# [TASK]
Please list every line in the entries below that contains the word "before", copying each line in full.

※ ※ ※

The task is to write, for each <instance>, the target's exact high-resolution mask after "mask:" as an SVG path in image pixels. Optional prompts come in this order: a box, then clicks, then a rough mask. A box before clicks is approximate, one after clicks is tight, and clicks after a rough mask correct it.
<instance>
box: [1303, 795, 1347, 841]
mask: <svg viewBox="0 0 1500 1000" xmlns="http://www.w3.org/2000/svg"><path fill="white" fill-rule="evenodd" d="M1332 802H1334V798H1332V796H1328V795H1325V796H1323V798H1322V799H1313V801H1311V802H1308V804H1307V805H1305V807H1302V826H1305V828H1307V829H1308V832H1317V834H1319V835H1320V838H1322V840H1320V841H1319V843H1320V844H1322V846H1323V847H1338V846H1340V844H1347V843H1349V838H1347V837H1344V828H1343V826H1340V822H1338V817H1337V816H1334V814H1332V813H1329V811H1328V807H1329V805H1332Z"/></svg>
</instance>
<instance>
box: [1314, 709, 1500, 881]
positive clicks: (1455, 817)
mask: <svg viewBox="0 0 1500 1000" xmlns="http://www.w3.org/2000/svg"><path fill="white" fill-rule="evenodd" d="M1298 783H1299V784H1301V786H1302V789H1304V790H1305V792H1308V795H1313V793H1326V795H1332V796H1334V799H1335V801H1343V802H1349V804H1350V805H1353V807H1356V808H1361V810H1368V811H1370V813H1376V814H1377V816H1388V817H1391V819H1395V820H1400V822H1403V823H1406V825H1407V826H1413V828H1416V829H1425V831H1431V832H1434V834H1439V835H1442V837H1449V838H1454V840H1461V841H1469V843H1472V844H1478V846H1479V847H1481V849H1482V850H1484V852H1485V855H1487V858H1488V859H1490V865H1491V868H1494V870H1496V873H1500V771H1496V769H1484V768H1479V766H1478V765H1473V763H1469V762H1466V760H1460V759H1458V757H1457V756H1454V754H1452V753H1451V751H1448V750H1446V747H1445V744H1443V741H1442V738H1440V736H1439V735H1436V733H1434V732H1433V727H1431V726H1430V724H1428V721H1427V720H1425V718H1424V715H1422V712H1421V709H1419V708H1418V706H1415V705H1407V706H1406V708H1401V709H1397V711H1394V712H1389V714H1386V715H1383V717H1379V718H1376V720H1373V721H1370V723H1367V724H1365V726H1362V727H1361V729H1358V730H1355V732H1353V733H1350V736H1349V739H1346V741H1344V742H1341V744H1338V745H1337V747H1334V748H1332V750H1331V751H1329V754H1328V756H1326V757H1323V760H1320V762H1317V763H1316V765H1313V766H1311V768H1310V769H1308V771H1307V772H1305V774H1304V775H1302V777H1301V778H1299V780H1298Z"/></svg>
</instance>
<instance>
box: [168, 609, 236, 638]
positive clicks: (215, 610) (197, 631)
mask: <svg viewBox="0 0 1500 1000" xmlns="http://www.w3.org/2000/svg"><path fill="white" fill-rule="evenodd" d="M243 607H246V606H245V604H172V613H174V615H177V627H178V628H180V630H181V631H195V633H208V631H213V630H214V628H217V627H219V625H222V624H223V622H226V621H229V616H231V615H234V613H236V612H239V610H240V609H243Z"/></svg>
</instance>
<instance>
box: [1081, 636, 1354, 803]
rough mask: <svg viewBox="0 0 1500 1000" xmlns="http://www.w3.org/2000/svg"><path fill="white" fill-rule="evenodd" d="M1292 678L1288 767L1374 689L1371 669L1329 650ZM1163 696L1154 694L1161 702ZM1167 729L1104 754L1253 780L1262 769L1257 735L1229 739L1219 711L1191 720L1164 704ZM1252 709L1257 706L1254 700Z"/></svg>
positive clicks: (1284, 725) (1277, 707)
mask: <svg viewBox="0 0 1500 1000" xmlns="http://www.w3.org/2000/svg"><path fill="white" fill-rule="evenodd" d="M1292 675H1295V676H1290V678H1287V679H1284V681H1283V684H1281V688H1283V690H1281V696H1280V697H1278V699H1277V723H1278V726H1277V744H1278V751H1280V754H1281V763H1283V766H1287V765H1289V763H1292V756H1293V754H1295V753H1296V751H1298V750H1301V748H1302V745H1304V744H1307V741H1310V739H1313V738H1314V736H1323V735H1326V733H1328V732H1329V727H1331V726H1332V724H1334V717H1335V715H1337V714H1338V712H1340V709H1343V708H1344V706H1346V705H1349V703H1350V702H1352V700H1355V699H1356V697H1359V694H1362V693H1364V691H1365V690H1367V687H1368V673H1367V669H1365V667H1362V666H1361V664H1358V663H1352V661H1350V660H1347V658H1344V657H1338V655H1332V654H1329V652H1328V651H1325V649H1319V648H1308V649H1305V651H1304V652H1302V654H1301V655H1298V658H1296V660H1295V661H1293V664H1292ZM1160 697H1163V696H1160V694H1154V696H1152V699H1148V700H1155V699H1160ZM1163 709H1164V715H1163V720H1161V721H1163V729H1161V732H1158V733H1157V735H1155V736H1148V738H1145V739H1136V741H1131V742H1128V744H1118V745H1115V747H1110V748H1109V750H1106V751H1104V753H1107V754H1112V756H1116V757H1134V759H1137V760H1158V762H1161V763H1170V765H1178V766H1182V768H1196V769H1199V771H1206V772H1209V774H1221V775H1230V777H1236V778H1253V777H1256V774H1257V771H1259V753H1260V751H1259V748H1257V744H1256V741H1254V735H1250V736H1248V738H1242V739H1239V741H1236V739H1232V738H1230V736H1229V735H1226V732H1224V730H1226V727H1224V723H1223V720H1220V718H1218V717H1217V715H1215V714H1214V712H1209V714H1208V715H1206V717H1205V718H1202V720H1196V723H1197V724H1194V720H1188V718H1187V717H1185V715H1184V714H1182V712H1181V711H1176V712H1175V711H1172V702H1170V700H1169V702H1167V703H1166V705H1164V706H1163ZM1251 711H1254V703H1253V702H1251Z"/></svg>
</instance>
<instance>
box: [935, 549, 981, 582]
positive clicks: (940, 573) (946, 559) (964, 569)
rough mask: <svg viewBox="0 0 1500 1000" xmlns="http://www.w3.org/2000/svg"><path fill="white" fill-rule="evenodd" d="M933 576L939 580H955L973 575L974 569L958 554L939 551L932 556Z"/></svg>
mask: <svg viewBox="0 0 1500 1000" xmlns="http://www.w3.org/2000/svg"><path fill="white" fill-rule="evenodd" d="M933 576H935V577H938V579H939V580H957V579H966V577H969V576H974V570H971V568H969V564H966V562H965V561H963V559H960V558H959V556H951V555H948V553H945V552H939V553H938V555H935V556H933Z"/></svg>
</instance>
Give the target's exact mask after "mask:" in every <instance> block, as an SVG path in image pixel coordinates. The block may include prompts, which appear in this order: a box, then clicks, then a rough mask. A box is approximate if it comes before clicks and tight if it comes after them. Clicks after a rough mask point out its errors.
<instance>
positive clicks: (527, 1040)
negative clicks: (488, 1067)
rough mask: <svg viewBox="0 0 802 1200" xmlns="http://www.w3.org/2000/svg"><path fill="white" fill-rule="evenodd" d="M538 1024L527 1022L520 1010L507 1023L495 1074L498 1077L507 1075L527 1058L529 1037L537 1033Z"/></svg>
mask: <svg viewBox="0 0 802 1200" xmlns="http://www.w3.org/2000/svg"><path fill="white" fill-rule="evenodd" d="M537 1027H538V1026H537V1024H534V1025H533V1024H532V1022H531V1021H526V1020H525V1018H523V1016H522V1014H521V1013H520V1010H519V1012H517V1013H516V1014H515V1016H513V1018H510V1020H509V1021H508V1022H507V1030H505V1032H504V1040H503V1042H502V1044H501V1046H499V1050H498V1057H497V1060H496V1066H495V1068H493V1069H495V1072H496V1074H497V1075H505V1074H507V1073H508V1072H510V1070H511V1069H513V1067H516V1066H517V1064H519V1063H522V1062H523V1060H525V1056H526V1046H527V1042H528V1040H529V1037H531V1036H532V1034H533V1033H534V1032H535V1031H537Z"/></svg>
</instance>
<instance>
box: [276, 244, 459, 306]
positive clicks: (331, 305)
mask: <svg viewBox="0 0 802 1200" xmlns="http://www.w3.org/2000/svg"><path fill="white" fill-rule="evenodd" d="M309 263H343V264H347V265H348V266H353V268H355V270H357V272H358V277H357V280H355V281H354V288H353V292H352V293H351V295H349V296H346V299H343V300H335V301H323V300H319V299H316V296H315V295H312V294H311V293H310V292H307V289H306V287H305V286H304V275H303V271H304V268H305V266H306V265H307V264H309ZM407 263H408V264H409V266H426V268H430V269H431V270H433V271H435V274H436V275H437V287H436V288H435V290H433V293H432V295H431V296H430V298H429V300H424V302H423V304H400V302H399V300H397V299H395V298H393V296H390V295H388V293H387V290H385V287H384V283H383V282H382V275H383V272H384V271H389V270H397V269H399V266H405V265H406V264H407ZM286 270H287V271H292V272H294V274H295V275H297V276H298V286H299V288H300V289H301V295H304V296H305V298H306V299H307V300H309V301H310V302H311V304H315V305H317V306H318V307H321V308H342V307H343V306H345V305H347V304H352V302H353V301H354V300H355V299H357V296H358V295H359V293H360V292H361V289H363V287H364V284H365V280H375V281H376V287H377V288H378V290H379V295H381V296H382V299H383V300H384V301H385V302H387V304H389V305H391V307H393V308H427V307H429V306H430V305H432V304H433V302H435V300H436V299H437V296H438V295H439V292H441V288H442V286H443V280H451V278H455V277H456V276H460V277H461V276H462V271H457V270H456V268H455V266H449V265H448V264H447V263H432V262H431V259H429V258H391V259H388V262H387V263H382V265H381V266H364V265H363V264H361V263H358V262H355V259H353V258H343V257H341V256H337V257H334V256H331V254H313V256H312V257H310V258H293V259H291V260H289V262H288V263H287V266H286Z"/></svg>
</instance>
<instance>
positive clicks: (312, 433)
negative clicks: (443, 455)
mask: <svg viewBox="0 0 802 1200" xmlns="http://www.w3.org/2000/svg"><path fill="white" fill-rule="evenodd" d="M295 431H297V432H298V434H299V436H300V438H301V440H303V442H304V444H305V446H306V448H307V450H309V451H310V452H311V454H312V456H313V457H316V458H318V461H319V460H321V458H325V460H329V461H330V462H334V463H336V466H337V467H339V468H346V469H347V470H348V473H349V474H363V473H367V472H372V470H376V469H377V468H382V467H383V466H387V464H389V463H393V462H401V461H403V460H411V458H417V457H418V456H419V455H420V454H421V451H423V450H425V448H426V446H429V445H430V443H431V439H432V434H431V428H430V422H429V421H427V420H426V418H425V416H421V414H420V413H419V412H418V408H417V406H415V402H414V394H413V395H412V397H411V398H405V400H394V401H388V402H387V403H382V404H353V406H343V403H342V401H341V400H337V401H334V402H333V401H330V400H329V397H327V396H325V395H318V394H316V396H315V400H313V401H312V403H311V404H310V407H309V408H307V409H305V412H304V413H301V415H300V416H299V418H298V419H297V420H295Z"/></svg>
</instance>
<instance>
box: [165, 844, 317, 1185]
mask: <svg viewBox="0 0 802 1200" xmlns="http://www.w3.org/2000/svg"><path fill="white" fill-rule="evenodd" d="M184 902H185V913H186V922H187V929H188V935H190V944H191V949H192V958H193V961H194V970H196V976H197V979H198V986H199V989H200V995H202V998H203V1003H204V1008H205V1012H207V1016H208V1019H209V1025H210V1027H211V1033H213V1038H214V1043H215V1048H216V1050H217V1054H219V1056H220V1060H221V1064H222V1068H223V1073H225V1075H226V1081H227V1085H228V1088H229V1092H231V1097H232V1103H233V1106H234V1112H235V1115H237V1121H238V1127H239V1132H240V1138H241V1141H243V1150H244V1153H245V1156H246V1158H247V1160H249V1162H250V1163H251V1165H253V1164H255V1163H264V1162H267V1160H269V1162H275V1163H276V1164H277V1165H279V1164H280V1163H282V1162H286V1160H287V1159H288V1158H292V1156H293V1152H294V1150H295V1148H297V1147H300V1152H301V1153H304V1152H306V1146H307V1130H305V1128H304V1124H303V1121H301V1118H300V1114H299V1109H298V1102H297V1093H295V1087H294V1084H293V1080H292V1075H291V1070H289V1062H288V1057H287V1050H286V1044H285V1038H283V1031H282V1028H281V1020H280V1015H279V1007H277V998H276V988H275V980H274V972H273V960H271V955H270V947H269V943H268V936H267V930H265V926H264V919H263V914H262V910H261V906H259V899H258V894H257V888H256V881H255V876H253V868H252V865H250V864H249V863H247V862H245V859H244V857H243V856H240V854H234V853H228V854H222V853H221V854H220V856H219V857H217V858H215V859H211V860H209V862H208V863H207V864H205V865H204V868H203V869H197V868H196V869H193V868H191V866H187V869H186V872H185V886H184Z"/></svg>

※ ※ ※

# [OUTPUT OF THE EXERCISE]
The task is to write, for each <instance>, the target's exact high-resolution mask after "mask:" as an SVG path in image pixels. Optional prompts come in this order: a box, then clicks, then a rough mask. A box before clicks is approximate, one after clicks is tight, and clicks after a rough mask correct it.
Give the target's exact mask after "mask:" in every <instance> block, as an SVG path in image pixel coordinates. The block may include prompts, which appear in this order: a box, then clicks, then a rough mask. A box is approximate if it comes before clicks and tight if it comes after them. Clicks after a rough mask point out its errors.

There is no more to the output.